* **Exercise directions**
Print every one of the lines below verbatim, without altering anything.

(Records excerpted from a collection)
^^^^^^^^

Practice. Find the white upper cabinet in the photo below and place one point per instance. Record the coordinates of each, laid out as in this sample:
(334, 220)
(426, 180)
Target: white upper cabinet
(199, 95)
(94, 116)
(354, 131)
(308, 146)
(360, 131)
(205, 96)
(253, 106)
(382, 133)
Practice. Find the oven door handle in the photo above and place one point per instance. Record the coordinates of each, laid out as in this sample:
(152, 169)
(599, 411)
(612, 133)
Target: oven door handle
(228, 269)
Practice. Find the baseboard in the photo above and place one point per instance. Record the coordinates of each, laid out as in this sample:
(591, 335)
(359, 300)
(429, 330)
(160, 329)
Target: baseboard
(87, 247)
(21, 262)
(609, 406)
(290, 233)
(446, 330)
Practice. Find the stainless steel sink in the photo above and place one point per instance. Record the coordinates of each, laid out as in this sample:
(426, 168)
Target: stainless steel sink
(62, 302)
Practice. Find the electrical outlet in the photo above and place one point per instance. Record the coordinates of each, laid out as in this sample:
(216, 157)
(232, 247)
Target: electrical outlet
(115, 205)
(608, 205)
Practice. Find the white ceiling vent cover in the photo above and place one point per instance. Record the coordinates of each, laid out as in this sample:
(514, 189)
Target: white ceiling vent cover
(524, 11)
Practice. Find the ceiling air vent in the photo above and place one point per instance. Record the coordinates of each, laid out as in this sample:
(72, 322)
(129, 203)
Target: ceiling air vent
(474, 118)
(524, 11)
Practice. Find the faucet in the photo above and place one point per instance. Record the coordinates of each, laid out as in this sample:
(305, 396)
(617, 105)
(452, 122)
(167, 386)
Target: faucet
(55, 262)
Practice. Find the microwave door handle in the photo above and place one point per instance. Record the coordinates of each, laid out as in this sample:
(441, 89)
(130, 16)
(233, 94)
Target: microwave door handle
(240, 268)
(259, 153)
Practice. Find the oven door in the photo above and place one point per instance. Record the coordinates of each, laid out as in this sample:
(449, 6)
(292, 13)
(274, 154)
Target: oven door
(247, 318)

^^^^^^^^

* **The solution**
Practice. Find the white upper cabinet in the photo below and place one point per instance. Record the coordinates of each, laid out as in this sample:
(334, 220)
(426, 180)
Target: white upper cabinet
(199, 95)
(94, 116)
(354, 131)
(308, 146)
(360, 131)
(205, 96)
(253, 106)
(382, 133)
Practice. Find the oven door handle in the photo above and place one point per instance. Record the coordinates of each, laid out as in this sample:
(152, 169)
(599, 411)
(612, 133)
Target: oven door handle
(228, 269)
Practice. Find the baseboard in the photo above and place one point per instance. Record the coordinates of each, laid out as in this sample:
(591, 335)
(359, 300)
(429, 330)
(160, 329)
Target: baseboard
(87, 247)
(21, 262)
(609, 406)
(290, 233)
(446, 330)
Practice. Find the stainless steel sink in the photo above and place one point per instance. Record the coordinates of each, laid out as in this sample:
(426, 168)
Target: stainless steel sink
(62, 302)
Practice. Find the electrical outlet in the photo above and place one point per instance. Record the coordinates of each, laid out as in this sample:
(216, 157)
(232, 247)
Target: electrical outlet
(115, 205)
(608, 205)
Practice. Find the white ceiling vent cover in the photo above and place one point per instance. Record the coordinates of each, laid out as in this sample:
(514, 189)
Target: white ceiling vent cover
(524, 11)
Practice. Find the ceiling air vent in the photo above and place one point per instance. Record the coordinates of each, laid out as in this sample:
(72, 322)
(129, 203)
Target: ceiling air vent
(474, 118)
(524, 11)
Practice. Find the faucet in the photo above and place one point per instance. Record the coordinates of each, laid out as in this sample:
(305, 396)
(617, 105)
(452, 122)
(167, 386)
Target: faucet
(55, 262)
Practice. Find the microwave door handle in the photo above and place one point per instance. Record the coordinates of each, laid out as in this sample:
(441, 89)
(130, 16)
(233, 94)
Target: microwave door handle
(240, 268)
(259, 153)
Practice. Find the oven door in the photo above and place one point per instance. Record the coordinates of each, laid out as in this sample:
(449, 6)
(292, 13)
(274, 154)
Target: oven door
(247, 318)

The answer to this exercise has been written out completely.